● **Given request**:
Could you copy the records from the line containing "point_to(query) locates the gravel" down to the line containing "x=185, y=766", substituting "gravel path" for "gravel ground" and changing nothing else? Leave the pictures out of your answer.

● **Stored data**:
--------------------------------------------------
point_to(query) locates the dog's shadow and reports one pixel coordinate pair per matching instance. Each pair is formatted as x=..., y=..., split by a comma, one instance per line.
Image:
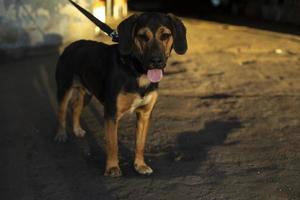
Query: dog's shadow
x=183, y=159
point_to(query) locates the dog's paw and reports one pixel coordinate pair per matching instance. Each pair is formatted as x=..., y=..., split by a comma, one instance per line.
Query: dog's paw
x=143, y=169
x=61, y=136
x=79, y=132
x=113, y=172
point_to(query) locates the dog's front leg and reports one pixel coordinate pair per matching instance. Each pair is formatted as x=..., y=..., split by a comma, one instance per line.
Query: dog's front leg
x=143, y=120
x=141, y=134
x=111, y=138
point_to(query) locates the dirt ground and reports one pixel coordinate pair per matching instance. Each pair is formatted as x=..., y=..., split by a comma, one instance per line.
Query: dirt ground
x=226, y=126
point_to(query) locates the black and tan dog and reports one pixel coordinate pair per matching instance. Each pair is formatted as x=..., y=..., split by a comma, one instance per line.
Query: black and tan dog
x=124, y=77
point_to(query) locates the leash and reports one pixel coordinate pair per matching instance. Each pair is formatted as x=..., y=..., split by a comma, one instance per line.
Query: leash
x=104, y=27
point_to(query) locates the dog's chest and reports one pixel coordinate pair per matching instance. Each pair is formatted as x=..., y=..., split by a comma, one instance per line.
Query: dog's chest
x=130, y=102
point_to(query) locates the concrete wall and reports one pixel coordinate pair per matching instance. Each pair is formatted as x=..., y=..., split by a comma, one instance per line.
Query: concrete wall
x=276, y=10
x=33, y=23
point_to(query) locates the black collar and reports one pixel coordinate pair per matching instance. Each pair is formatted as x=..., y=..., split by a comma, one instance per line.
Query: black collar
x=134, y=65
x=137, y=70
--------------------------------------------------
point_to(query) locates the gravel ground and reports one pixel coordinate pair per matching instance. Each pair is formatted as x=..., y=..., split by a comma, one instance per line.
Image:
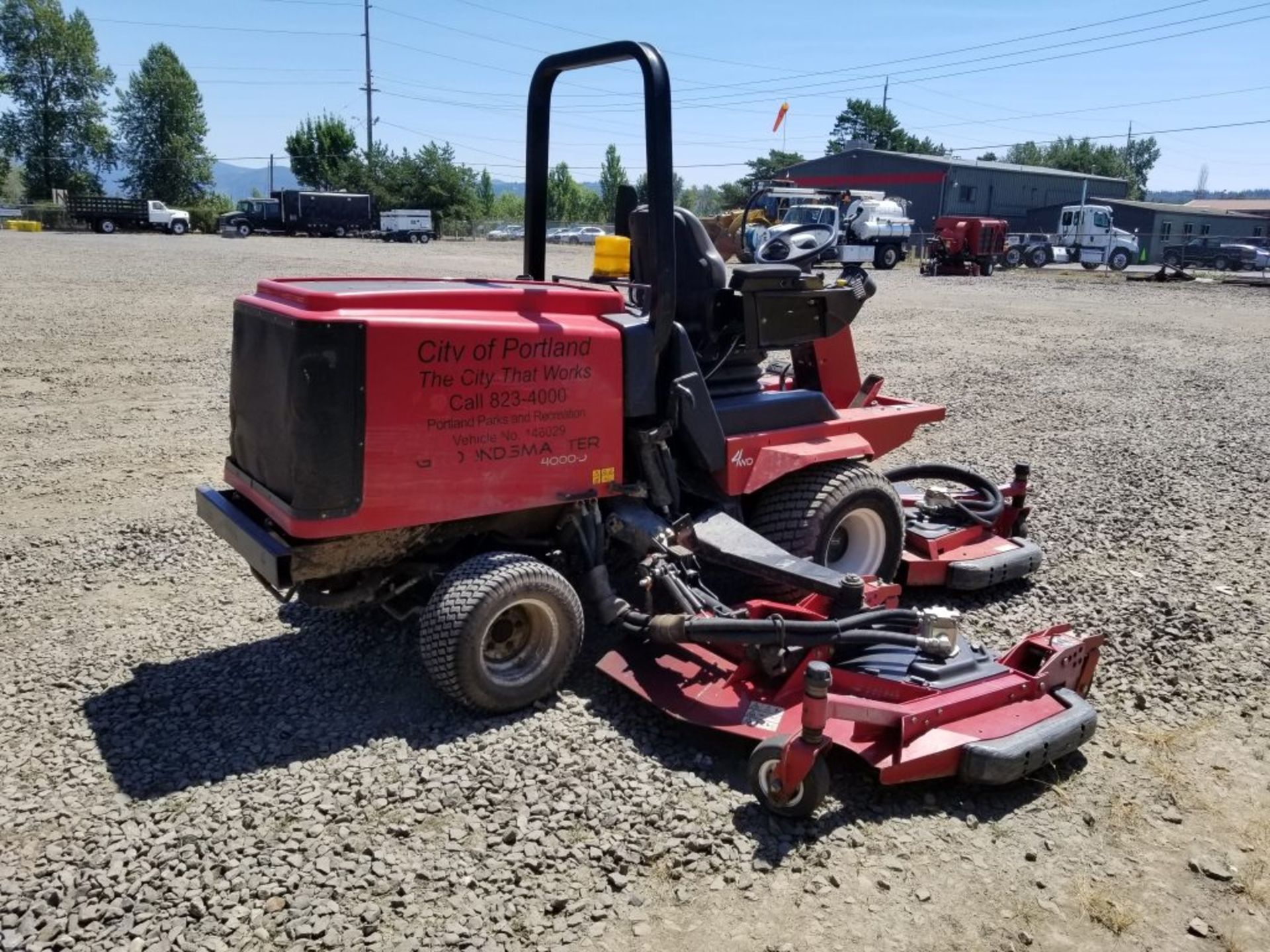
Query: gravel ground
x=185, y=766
--------------------------------------------------
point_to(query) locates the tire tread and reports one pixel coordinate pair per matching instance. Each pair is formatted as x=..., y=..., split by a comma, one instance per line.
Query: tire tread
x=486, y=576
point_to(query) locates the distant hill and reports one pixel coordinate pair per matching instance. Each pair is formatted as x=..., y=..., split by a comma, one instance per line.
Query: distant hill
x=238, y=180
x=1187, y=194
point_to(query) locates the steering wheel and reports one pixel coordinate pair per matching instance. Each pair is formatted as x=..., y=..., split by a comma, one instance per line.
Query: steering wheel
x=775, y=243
--------------------------------------------------
● **Completed exercise**:
point_to(query) locates the gravel path and reports one pixel coordinate pair per matching instance. Each pair is formatted as x=..., y=..., split by a comma, one instance per line.
Image:
Query: gravel path
x=185, y=766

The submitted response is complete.